▶ **Work task**:
Set each entry down exactly as written.

[Stored data entries]
-- Opening Marker --

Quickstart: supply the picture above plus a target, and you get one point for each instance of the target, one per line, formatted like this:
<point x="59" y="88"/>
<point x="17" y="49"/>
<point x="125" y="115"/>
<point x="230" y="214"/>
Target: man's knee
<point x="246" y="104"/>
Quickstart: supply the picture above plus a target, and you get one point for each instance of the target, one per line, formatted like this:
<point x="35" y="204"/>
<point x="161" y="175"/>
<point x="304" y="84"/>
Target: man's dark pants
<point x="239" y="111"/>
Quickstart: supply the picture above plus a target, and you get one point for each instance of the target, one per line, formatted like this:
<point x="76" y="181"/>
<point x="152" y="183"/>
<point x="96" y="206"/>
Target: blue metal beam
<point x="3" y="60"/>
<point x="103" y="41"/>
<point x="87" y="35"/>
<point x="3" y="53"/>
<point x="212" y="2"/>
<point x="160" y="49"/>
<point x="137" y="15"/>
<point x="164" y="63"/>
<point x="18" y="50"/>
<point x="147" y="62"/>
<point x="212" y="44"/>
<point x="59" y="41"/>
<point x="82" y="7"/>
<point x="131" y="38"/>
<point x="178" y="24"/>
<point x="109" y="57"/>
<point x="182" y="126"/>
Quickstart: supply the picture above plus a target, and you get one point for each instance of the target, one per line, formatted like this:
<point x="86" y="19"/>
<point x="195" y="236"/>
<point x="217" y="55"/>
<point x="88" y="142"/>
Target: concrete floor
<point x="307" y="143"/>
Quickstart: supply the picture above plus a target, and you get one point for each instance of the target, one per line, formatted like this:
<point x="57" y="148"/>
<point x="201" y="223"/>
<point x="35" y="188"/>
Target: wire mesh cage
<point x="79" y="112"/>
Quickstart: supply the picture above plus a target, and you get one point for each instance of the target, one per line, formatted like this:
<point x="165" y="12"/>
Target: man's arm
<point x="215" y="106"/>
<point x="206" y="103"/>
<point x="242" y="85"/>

-- Closing Marker --

▶ **Written solution**:
Quickstart: supply the picture above plus a target, and you get one point for each instance of the target, one per line, formatted like this:
<point x="59" y="88"/>
<point x="17" y="49"/>
<point x="125" y="115"/>
<point x="230" y="214"/>
Target: man's knee
<point x="246" y="104"/>
Quickstart: supply the picture above plus a target, and you get one point for each instance of the target, one per line, formatted like this:
<point x="35" y="204"/>
<point x="161" y="175"/>
<point x="304" y="84"/>
Target: man's dark pants
<point x="239" y="111"/>
Quickstart: supply the picture above plus a target, and you get one point for each instance of the target, one per line, formatted like this:
<point x="76" y="181"/>
<point x="152" y="183"/>
<point x="96" y="206"/>
Target: blue metal beam
<point x="3" y="60"/>
<point x="103" y="41"/>
<point x="87" y="35"/>
<point x="3" y="53"/>
<point x="212" y="2"/>
<point x="160" y="49"/>
<point x="137" y="15"/>
<point x="164" y="63"/>
<point x="18" y="50"/>
<point x="147" y="62"/>
<point x="212" y="44"/>
<point x="59" y="41"/>
<point x="82" y="7"/>
<point x="131" y="38"/>
<point x="178" y="24"/>
<point x="109" y="57"/>
<point x="182" y="126"/>
Quickstart: supply the picture above plus a target, and you get one point for each instance of the target, one per line, formatted like this:
<point x="86" y="19"/>
<point x="195" y="236"/>
<point x="217" y="55"/>
<point x="88" y="142"/>
Target: concrete floor
<point x="307" y="143"/>
Quickstart: supply the picture above plus a target, and you get one point for each instance of the target, one per line, formatted like this:
<point x="57" y="148"/>
<point x="201" y="223"/>
<point x="35" y="188"/>
Target: wire mesh cage
<point x="79" y="112"/>
Quickstart: supply the picture above plus a target, and you get one point for each instance of the target, one per line, formatted like this:
<point x="165" y="12"/>
Target: man's arm
<point x="215" y="106"/>
<point x="206" y="103"/>
<point x="242" y="85"/>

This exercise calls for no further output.